* Start SUPPLIED INFORMATION *
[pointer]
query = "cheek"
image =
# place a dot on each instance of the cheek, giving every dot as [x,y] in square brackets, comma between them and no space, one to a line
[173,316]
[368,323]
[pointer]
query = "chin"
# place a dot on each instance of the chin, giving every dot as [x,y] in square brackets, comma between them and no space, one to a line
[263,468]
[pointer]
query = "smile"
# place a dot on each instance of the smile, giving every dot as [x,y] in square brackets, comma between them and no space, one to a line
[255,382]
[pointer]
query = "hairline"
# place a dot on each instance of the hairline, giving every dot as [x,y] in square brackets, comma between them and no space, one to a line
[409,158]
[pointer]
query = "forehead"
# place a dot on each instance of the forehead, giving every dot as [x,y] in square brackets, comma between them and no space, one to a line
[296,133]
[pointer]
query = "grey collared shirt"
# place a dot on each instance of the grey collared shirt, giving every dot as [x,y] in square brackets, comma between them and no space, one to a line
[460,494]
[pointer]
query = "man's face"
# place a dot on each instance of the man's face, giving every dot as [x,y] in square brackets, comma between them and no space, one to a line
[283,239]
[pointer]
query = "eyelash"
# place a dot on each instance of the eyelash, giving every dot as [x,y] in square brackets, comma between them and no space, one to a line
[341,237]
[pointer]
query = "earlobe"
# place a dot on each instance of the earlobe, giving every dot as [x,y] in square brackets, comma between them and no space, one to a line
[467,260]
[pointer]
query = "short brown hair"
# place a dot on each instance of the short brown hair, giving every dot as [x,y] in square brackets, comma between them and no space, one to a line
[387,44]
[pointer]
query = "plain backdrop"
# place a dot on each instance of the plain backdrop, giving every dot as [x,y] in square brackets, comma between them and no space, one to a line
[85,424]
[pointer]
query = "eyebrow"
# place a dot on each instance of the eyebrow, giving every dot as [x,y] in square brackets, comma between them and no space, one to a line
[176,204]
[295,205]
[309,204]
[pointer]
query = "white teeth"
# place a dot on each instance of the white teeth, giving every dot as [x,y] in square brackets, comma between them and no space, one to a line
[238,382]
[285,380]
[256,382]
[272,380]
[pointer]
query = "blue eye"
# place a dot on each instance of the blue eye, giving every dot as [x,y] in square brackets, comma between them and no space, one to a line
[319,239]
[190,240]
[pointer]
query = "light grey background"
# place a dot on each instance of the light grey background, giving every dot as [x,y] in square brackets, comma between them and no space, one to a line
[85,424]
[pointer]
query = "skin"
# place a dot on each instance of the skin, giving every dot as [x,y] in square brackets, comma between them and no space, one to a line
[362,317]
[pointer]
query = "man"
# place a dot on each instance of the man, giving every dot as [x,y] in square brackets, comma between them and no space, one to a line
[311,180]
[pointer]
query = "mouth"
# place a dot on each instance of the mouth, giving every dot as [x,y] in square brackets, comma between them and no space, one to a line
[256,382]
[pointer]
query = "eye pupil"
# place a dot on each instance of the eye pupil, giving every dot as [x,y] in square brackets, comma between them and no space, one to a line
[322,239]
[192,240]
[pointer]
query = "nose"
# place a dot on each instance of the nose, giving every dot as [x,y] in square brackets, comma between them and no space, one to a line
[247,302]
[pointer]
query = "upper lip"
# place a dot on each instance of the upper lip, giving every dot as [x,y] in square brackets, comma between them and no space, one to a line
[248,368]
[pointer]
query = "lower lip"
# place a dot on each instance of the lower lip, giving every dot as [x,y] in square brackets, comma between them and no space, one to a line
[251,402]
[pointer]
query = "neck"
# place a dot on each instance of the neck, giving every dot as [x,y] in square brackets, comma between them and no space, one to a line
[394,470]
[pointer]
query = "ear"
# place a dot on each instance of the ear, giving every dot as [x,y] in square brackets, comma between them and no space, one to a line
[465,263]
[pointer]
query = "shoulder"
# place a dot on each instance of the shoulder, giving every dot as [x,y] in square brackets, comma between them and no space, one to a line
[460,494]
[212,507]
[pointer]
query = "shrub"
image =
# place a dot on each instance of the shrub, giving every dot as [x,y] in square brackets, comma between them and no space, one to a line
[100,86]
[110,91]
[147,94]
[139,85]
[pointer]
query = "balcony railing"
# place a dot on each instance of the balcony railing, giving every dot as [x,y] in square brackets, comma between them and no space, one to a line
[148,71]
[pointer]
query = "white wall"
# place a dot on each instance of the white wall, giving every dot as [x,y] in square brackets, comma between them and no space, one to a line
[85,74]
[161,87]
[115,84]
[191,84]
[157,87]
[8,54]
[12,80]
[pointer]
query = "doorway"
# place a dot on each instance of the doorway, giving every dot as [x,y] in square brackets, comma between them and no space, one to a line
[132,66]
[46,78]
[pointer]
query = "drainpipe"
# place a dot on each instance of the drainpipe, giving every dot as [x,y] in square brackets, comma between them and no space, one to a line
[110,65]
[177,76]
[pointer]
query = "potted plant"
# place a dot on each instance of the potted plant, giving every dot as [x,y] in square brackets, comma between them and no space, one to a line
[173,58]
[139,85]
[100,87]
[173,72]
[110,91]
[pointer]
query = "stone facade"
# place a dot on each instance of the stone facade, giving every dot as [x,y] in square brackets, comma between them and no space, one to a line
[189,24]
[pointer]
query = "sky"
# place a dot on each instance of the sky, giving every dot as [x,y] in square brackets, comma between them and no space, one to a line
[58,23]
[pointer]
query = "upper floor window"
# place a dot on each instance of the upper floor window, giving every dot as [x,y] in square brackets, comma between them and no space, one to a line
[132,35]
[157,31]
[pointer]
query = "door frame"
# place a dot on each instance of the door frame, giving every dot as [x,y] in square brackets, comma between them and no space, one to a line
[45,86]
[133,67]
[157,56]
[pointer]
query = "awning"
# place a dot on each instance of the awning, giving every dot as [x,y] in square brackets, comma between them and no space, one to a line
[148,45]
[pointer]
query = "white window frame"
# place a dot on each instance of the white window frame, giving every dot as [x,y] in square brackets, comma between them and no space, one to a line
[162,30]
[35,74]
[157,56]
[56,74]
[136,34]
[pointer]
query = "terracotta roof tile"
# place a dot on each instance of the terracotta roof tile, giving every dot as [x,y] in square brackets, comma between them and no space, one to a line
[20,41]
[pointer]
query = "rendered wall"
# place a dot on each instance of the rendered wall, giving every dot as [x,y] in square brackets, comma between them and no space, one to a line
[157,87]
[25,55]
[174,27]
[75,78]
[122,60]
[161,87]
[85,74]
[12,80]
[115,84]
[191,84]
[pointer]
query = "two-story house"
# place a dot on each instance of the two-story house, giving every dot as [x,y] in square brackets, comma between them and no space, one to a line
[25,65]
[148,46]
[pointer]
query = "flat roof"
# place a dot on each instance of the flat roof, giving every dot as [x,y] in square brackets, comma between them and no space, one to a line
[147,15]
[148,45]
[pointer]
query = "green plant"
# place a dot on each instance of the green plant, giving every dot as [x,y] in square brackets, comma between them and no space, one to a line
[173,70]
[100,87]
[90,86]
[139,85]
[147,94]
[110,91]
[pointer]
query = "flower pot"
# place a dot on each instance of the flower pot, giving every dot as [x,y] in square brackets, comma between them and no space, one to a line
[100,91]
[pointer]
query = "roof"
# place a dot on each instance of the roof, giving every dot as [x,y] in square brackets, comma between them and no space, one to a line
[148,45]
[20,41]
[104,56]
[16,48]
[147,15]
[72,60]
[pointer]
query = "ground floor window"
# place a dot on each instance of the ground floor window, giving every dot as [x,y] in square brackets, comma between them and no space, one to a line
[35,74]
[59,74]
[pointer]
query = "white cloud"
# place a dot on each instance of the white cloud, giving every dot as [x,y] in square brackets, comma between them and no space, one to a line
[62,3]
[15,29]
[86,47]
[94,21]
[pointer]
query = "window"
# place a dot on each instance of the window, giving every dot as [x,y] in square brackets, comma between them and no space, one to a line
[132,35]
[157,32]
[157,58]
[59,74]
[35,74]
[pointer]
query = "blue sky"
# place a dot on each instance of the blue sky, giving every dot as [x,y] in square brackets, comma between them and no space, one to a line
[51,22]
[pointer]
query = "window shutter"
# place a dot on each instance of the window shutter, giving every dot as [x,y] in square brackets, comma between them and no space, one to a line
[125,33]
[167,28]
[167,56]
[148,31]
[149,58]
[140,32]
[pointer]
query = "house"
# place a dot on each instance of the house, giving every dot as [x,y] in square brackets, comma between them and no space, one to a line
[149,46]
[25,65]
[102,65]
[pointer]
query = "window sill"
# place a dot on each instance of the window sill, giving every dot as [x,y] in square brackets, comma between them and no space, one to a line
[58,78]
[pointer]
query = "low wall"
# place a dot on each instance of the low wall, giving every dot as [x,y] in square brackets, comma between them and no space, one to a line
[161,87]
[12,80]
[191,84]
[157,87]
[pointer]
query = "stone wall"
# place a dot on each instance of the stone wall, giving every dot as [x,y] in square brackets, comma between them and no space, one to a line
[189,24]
* End SUPPLIED INFORMATION *
Pick out each line of the entries above that contains the word "flat".

◆ TASK ANSWER
query = "flat roof"
# place a dot on each instance of the flat roof, giving every dot as [x,y] in square brackets, comma between them and no space, one to a line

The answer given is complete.